PROVIDED TEXT
----------

By Chadwick Nyajeka
JUNIOR Zimbabwean medical practitioner Dr Wadzanayi Mungoshi might be starting out a career in the field of dentistry, but she already can see where she’s heading: and it’s very far, she admits.
The young and enthusiastic dentist who recently graduated with a Bachelor of Dental Surgery degree from the University of Zimbabwe is determined to make a mark in the world of dentistry as a black, African female dentist, and nothing will stand in her way.
Fresh out of college and oozing with confidence, she recalls how as a 15-year-old her mom took her to a consulting dentist, a trip which cemented her love and passion for the profession. She has never looked back since, nor has she ever doubted her career choices.
“My mother took me to the Orthodontist when I was 15 and I was thoroughly impressed by all the equipment and the surgery – I made up my mind there and then that that’s what I wanted and I never looked back,” she wrote on her social media platform this week.

----------

EXTRACTED MATERIAL

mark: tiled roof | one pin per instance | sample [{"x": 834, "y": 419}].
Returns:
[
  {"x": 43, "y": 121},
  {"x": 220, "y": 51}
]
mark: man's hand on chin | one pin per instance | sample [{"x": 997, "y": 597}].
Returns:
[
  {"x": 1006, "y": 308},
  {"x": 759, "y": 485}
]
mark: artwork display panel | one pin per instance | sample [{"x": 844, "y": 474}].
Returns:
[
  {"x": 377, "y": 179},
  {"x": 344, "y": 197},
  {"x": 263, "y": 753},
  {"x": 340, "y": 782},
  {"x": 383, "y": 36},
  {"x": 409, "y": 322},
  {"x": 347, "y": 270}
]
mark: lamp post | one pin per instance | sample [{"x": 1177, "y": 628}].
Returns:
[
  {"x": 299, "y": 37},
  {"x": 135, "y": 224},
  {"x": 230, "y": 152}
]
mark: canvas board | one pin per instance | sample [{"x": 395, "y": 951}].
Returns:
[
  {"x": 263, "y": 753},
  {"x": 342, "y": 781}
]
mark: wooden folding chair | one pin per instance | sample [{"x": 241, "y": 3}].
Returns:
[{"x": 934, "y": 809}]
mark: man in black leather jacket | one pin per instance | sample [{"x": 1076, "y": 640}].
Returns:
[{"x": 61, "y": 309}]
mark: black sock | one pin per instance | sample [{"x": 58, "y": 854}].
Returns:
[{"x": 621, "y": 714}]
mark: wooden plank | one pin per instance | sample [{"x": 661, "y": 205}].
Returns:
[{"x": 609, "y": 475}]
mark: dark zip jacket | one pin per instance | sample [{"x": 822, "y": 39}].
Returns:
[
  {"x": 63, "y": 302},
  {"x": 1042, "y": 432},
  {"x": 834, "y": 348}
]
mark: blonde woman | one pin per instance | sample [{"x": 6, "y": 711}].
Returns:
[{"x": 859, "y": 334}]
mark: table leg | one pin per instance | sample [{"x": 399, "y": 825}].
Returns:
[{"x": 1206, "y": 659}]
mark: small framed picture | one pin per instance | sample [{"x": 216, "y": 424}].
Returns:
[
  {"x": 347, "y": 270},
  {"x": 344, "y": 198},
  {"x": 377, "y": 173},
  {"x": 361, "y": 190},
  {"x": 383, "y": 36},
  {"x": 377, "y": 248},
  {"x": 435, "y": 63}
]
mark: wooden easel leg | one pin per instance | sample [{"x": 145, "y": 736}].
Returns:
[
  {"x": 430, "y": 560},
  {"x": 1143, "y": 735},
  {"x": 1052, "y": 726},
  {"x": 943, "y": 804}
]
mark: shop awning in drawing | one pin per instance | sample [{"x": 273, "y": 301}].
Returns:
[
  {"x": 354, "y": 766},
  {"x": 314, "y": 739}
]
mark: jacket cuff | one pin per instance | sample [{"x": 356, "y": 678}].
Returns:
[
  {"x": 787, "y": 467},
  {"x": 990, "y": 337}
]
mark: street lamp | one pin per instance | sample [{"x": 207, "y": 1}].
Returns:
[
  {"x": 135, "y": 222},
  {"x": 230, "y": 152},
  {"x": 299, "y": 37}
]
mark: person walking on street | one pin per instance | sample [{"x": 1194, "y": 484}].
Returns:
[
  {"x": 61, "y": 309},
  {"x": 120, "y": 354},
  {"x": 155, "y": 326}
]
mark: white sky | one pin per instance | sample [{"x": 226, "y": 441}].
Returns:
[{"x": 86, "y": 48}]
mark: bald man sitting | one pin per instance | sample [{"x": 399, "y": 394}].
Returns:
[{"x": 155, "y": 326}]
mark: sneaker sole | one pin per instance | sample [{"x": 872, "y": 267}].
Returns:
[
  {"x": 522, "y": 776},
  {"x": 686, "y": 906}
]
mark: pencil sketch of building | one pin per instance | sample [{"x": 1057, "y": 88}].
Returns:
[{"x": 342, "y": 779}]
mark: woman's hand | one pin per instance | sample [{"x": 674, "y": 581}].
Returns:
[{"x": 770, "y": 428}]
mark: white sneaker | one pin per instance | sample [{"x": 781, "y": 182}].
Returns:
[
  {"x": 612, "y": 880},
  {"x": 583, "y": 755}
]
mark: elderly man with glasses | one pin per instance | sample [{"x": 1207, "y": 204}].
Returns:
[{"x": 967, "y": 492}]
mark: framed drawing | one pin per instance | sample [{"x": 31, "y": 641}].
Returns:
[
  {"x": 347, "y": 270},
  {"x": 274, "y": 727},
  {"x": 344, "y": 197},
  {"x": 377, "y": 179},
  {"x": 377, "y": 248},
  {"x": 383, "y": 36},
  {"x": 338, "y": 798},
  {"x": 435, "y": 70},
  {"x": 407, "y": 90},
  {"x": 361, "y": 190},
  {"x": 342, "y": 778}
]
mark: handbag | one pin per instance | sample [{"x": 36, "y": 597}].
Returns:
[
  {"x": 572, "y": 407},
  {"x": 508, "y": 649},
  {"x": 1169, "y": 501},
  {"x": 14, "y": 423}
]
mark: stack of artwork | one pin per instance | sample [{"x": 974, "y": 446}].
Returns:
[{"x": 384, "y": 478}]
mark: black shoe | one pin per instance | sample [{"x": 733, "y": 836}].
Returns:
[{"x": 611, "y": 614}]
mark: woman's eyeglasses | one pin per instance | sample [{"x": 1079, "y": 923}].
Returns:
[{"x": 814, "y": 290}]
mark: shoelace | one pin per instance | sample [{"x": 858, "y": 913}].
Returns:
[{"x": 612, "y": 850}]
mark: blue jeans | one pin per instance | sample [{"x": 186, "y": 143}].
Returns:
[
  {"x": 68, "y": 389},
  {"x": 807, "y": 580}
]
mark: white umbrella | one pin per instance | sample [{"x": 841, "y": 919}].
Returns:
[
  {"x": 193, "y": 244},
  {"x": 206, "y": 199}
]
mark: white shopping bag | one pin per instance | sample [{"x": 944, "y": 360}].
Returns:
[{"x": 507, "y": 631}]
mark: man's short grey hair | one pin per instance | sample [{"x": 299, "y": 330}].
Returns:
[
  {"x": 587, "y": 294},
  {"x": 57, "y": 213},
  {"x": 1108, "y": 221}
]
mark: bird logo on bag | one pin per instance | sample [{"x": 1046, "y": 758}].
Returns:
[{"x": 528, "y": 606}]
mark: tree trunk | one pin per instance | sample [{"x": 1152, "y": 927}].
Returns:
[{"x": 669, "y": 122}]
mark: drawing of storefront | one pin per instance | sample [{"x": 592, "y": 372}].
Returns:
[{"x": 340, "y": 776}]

----------

TASK GOAL
Pick up the profile of dentist Dr Wadzanayi Mungoshi right after its final quoted sentence and continue it.

ANSWER SPACE
“Not a single day have I ever felt this wasn’t the career for me. Ever!”
According to Dr Mungoshi, getting this far in her blossoming career required taking “the steps I needed to take”.
A gruelling five years in college are all worth the celebration as she has finally landed a professional qualification that is set to be the foundation for bigger achievements in her life.
“The path hasn’t always been clear and straightforward- to this day it isn’t, but a journey of a 1000 miles begins with one step. I’m far from where I want to be – sometimes it scares me just how far I am.
“I feel like I’ll never make it there but then I realize – I’m farther than I was six years ago. Six years ago all I had were my A-Level qualifications.
“Six years later, I’m a holder of a Bachelor of Dental Surgery Degree. Six years ago I dreaded the journey to where I am now but I made it, regardless.”
Dr Mungoshi reckons that her joy at finally starting out in the profession she so loves will be met with challenges, moreso as Zimbabwe has had its fair share of socio-economic challenges.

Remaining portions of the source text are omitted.